(Source passage)
####################

Broad and Cassel LLP is a full-service law firm with ten offices located throughout the State of Florida. Founded by Alvin Cassel and Shepard Broad in 1946. The firm has a variety of practice areas including: Corporate and Securities; Construction Law and Litigation; Real Estate Development; Estate Planning and Trusts; Commercial Litigation; Health Law; Law Use and Environmental Law; Taxation; Bankruptcy and Creditors’ Rights; Labor and Employment; Eminent Domain; Auto Dealership/Repair Shop Defense and Regulatory Compliance; Appellate Law; Public Finance and Capital Projects; and White Collar Crime and Civil Fraud Defense.  Senator Marco Rubio, Congresswoman Kathy Castor and Congressman Ted Deutch, have been affiliated with the firm.

Lewis Horwitz joined the firm as a partner in 1948 to handle litigation.  The three of them remained together at Broad and Cassel for more than 30 years. In 1968, Norman Broad, Shepard’s nephew, became managing partner and led the Firm into an era of strategic growth, opening offices in Orlando, Boca Raton, West Palm Beach and Fort Lauderdale in a 12-year span. Offices later opened in Tallahassee, Tampa, Destin, Jacksonville and Palm Beach.

####################

(Excerpted records)

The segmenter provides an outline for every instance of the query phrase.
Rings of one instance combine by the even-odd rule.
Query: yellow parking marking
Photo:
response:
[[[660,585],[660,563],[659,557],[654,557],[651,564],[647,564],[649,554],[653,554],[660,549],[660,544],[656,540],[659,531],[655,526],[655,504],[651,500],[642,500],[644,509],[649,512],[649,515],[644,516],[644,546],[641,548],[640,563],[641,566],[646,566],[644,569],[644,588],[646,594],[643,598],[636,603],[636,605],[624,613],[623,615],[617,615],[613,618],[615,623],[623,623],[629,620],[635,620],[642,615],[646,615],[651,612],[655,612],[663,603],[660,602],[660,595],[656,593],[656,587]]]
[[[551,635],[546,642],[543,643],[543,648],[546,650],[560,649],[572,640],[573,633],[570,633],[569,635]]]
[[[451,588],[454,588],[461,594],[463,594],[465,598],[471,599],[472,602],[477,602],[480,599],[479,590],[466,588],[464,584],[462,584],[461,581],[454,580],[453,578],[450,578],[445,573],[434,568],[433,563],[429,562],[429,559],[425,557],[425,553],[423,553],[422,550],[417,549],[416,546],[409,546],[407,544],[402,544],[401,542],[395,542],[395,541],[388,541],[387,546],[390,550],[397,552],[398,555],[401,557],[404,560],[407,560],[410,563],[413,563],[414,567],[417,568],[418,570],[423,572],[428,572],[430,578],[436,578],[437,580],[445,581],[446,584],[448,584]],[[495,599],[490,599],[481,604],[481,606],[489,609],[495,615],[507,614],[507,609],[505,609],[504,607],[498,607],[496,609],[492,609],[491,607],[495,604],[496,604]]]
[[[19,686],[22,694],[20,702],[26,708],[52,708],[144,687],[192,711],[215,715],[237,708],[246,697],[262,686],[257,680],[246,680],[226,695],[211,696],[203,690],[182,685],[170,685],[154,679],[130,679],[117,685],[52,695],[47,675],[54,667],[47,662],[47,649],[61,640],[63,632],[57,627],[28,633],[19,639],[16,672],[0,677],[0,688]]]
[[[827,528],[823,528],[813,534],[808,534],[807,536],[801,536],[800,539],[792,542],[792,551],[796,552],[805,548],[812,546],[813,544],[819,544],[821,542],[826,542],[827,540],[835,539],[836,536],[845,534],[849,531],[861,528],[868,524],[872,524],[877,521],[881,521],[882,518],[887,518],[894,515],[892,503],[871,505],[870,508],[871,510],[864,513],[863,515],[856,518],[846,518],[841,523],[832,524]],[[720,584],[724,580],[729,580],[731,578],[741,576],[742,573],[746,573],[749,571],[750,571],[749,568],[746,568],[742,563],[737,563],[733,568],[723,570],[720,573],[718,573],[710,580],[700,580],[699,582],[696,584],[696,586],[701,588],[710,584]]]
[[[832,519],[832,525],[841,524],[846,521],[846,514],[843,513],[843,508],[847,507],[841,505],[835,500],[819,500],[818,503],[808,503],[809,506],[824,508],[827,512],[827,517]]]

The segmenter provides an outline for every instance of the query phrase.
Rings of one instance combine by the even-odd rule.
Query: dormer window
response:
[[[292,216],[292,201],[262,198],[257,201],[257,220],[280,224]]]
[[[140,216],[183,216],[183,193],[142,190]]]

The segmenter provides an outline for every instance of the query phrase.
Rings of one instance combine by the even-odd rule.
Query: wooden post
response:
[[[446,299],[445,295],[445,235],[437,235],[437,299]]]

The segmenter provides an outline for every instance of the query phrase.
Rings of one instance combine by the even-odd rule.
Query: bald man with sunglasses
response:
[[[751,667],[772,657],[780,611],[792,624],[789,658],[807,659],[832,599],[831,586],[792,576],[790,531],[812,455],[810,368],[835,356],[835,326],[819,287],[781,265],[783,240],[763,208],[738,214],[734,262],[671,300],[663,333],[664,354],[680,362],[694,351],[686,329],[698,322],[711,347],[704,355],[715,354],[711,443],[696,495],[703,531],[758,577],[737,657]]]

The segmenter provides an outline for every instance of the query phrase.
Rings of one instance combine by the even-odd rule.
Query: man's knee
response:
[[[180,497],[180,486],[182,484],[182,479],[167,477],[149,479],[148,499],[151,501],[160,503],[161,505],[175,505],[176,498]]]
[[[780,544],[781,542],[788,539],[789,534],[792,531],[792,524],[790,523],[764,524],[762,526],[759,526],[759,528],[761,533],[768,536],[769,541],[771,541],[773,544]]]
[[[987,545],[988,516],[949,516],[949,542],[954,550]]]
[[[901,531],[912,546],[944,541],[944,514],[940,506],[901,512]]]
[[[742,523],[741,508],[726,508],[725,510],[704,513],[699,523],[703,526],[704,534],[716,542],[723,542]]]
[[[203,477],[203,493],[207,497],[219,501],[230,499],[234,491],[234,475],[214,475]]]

####################

(What to work on)
1. In the passage about Broad and Cassel, in what year did Norman Broad become managing partner?
2. Change "Taxation" to "Tax Law" in the Broad and Cassel passage, writing out the part starting with "Broad and Cassel LLP" and going on through "with the firm.".

(Solution set)
1. 1968

2.
Broad and Cassel LLP is a full-service law firm with ten offices located throughout the State of Florida. Founded by Alvin Cassel and Shepard Broad in 1946. The firm has a variety of practice areas including: Corporate and Securities; Construction Law and Litigation; Real Estate Development; Estate Planning and Trusts; Commercial Litigation; Health Law; Law Use and Environmental Law; Tax Law; Bankruptcy and Creditors’ Rights; Labor and Employment; Eminent Domain; Auto Dealership/Repair Shop Defense and Regulatory Compliance; Appellate Law; Public Finance and Capital Projects; and White Collar Crime and Civil Fraud Defense.  Senator Marco Rubio, Congresswoman Kathy Castor and Congressman Ted Deutch, have been affiliated with the firm.